▸ TASK OBJECTIVE
Return the listing below word for word.

▸ PROVIDED ENTRIES
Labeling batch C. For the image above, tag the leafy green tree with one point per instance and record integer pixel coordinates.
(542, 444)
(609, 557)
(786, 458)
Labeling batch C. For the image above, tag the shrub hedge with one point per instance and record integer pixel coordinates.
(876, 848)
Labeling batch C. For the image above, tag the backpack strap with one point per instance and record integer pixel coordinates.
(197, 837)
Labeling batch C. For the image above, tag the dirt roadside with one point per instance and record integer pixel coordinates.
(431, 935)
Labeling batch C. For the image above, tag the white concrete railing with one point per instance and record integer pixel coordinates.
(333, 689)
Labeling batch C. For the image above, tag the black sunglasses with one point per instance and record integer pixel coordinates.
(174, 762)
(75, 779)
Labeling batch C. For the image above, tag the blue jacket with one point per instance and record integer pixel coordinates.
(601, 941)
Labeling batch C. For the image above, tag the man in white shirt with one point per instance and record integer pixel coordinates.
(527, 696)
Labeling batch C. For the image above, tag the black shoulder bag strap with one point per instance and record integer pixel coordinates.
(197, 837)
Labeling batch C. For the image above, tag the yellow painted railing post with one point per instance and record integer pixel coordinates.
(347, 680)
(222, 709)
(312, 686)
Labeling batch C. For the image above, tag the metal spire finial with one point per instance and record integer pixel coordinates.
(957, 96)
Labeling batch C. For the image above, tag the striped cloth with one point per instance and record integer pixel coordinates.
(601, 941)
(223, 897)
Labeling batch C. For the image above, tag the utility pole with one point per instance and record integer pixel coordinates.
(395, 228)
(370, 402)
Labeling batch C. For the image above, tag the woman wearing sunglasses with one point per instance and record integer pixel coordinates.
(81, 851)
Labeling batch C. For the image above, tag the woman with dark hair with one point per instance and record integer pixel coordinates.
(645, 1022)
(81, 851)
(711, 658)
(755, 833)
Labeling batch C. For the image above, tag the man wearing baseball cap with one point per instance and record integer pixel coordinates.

▸ REPLY
Labeling batch C. For the image above, tag the leafy green tree with one point per instance and record integer pixel coordinates.
(542, 444)
(609, 557)
(786, 458)
Labeling batch C. For the image above, tag the shrub hedge with one point per instance and record integer pixel coordinates.
(876, 848)
Labeling batch C. For the image above, tag the backpack strap with one point per instance and record integer pixel coordinates.
(197, 837)
Labeling batch C. For the image above, tag the dirt roadside with one point per instance and record integer pixel coordinates.
(431, 935)
Labeling batch C. For the image above, tag the white concrete railing with one point per instance and record integer pixel coordinates.
(333, 689)
Labeling batch C. For the image above, tag the black sunglasses with one point per instance and record integer pixel coordinates.
(174, 762)
(75, 779)
Labeling batch C. For the image above, tag the blue jacket with one point per instance and record integer pixel coordinates.
(601, 941)
Labeling batch C. For the image above, tag the man in white shirt with one point per instance and record integer pixel coordinates.
(527, 696)
Labeling batch C. For the image above, tag the black shoulder bag strap with one point per instance and record integer pixel coordinates.
(197, 837)
Labeling batch C. For the image above, tag the yellow painted railing post with one point per instance and record integer pixel coordinates.
(347, 680)
(222, 709)
(312, 686)
Labeling batch C. For the image above, tag the metal spire finial with one point per instance and record integer pixel coordinates.
(957, 96)
Labeling batch C. For the image above, tag the striped cloth with one point per instance and record integer pixel coordinates.
(601, 941)
(223, 897)
Labeling batch C. For the image above, tag the utility pole with one point per instance and record integer pixel coordinates.
(395, 228)
(370, 402)
Labeling batch C. For the image above, tag the woman wearing sunglasses with one point per instance and record integer pixel coordinates.
(81, 851)
Labeling batch C. For the image above, tag the woman with dark hair with one point per instance and record integer pixel coordinates.
(645, 1022)
(81, 851)
(711, 658)
(755, 833)
Labeling batch C. For the image above, tag the man wearing baseball cap with one point per instance and record integer pixel coordinates.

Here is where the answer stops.